Source data >>
· · · ·
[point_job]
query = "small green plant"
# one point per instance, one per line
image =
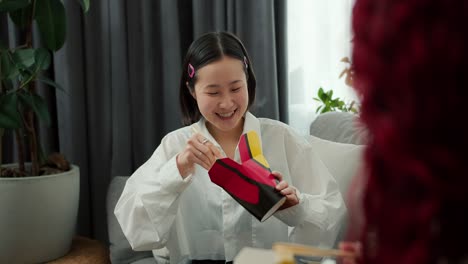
(330, 104)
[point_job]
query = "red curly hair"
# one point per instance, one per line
(410, 59)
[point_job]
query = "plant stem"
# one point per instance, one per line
(32, 142)
(1, 149)
(20, 142)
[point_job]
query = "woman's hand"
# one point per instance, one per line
(198, 151)
(286, 190)
(353, 247)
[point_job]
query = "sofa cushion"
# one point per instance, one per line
(120, 249)
(342, 160)
(340, 127)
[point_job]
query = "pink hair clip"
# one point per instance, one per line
(191, 71)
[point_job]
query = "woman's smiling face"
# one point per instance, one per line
(222, 95)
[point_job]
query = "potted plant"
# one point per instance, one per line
(330, 104)
(38, 199)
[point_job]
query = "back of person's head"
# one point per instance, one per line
(209, 48)
(410, 60)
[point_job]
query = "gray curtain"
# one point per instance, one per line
(120, 68)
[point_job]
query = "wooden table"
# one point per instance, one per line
(83, 251)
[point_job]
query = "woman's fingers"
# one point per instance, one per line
(277, 175)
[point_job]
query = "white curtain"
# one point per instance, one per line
(319, 36)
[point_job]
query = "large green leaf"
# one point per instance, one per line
(50, 17)
(23, 58)
(84, 5)
(8, 67)
(37, 104)
(21, 16)
(42, 58)
(12, 5)
(9, 115)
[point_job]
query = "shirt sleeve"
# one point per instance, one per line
(148, 205)
(316, 219)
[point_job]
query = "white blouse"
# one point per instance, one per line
(196, 219)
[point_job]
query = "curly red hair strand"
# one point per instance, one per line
(410, 60)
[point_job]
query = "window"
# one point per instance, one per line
(319, 36)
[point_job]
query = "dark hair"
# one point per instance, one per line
(410, 63)
(206, 49)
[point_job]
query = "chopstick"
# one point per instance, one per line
(285, 252)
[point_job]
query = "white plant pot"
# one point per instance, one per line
(38, 216)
· · · ·
Required action >> Every line of the listing that holds the word "curtain" should be counted. Please give that number only.

Solved problem >> 2